begin Data section
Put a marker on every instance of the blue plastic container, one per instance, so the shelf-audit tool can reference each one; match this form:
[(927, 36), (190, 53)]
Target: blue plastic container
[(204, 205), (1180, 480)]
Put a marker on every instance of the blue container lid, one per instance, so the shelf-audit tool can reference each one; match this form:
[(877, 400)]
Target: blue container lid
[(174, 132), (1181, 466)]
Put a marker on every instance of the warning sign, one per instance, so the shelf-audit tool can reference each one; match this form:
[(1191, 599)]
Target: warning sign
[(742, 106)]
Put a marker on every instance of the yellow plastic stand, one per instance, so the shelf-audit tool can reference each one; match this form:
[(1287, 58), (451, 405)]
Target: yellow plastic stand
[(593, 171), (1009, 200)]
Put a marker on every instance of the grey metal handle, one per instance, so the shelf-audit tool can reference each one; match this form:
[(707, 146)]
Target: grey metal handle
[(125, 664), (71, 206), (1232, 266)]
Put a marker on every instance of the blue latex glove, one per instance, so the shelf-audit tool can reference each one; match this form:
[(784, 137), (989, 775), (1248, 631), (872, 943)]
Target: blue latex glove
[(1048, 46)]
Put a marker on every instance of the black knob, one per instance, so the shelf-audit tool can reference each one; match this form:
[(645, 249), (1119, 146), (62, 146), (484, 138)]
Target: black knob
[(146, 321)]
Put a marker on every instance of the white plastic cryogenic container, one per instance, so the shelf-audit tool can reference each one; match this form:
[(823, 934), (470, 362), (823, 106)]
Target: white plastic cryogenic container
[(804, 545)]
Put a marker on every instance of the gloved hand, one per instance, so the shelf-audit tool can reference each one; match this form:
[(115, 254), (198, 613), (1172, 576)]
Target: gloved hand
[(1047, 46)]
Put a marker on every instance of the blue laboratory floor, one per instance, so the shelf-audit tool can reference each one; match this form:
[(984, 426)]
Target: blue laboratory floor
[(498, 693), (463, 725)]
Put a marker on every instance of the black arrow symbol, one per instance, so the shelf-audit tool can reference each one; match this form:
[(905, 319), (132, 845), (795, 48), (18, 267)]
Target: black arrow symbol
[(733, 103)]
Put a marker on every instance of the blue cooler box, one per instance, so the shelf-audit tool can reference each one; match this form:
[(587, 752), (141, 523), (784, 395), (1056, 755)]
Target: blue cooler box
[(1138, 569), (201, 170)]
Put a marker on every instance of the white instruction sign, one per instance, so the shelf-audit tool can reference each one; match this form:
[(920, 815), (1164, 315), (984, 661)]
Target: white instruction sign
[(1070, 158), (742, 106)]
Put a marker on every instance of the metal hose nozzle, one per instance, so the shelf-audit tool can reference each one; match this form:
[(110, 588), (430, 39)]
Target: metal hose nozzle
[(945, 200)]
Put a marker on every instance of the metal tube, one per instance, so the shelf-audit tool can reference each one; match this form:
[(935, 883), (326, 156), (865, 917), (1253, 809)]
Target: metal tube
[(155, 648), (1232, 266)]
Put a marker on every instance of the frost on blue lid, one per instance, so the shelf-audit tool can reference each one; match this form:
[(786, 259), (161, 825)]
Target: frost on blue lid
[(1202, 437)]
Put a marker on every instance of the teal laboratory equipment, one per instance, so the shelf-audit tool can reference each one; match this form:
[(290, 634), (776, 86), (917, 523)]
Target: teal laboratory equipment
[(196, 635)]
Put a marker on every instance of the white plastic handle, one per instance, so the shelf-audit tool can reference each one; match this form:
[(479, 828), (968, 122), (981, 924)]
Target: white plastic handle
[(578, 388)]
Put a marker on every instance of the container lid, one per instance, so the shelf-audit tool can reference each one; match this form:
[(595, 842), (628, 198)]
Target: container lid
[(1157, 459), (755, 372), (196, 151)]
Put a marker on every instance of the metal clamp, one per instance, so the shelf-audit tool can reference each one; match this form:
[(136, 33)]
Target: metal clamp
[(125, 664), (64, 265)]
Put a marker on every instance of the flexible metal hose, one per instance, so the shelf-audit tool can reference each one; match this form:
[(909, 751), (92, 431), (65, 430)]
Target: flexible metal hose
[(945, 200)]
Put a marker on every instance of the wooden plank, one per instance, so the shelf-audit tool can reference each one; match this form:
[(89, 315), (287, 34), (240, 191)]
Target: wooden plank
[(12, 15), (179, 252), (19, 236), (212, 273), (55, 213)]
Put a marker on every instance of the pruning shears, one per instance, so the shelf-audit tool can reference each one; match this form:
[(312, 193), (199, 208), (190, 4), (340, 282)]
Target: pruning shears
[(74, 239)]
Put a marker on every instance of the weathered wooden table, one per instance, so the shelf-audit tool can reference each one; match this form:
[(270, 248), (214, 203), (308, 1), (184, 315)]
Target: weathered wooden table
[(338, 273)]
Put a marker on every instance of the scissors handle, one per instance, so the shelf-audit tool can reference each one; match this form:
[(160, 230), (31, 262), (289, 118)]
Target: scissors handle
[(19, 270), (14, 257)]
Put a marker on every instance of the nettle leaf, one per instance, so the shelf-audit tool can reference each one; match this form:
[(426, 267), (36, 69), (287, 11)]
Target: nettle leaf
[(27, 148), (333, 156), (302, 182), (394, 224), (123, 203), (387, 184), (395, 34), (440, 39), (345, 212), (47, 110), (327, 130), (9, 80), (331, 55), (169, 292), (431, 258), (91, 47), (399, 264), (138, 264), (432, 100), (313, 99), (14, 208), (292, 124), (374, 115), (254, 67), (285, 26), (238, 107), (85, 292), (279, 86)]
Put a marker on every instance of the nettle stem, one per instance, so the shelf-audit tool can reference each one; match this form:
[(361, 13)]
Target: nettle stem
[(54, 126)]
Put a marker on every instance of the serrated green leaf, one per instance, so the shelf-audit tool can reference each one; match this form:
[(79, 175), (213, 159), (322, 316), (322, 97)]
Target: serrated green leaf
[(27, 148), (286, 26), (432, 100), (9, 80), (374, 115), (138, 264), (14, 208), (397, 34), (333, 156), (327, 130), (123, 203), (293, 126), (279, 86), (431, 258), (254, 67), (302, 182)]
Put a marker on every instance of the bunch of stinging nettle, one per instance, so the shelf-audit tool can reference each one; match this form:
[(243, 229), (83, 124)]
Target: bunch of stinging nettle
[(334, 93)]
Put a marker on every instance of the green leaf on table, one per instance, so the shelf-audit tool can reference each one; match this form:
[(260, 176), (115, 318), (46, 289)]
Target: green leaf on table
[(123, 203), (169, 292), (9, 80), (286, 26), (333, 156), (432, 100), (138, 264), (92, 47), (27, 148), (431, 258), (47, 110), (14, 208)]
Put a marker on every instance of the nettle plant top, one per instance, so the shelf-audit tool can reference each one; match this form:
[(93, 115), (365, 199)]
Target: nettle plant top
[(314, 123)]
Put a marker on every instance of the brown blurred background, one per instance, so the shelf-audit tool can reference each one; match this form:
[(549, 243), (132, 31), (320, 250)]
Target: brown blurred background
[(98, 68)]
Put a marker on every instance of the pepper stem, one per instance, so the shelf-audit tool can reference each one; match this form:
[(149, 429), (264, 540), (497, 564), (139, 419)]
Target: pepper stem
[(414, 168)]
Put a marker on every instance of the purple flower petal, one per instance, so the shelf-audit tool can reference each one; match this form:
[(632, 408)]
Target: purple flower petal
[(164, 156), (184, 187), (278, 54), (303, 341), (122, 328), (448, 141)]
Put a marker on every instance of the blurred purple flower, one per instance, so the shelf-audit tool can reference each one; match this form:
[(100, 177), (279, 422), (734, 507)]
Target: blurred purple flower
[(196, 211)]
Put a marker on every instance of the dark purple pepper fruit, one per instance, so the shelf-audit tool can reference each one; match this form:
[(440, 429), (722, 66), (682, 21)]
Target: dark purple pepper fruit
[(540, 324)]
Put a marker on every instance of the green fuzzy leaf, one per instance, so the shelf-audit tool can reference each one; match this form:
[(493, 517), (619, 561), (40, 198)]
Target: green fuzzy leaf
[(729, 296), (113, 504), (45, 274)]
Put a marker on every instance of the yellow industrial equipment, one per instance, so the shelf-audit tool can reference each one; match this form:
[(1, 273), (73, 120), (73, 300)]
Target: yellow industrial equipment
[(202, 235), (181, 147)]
end Data section
Stated problem →
Reproduce only the lines between the line containing "Put a marker on every instance of the dark" and the last line of the records, those two lines included, exactly.

The response →
Put a marker on every instance of the dark purple pepper fruit, one per instance, so the shelf-audit tool can reference each one; match this form:
[(440, 429), (722, 66), (682, 21)]
Target: dark purple pepper fruit
[(540, 324)]
Put a marker on every instance of the green fuzzy leaf, one per instance, so the shelf-audit tool can reference each one; match this form:
[(493, 517), (619, 561), (40, 198)]
Target: green fuzzy leaf
[(729, 296), (113, 504), (45, 274)]
Put a marker on every instance of the yellow industrial equipment, one per instance, so the shelf-audit tool can reference each one; match this form:
[(1, 273), (73, 120), (73, 300)]
Target: yellow industrial equipment
[(202, 235), (181, 147)]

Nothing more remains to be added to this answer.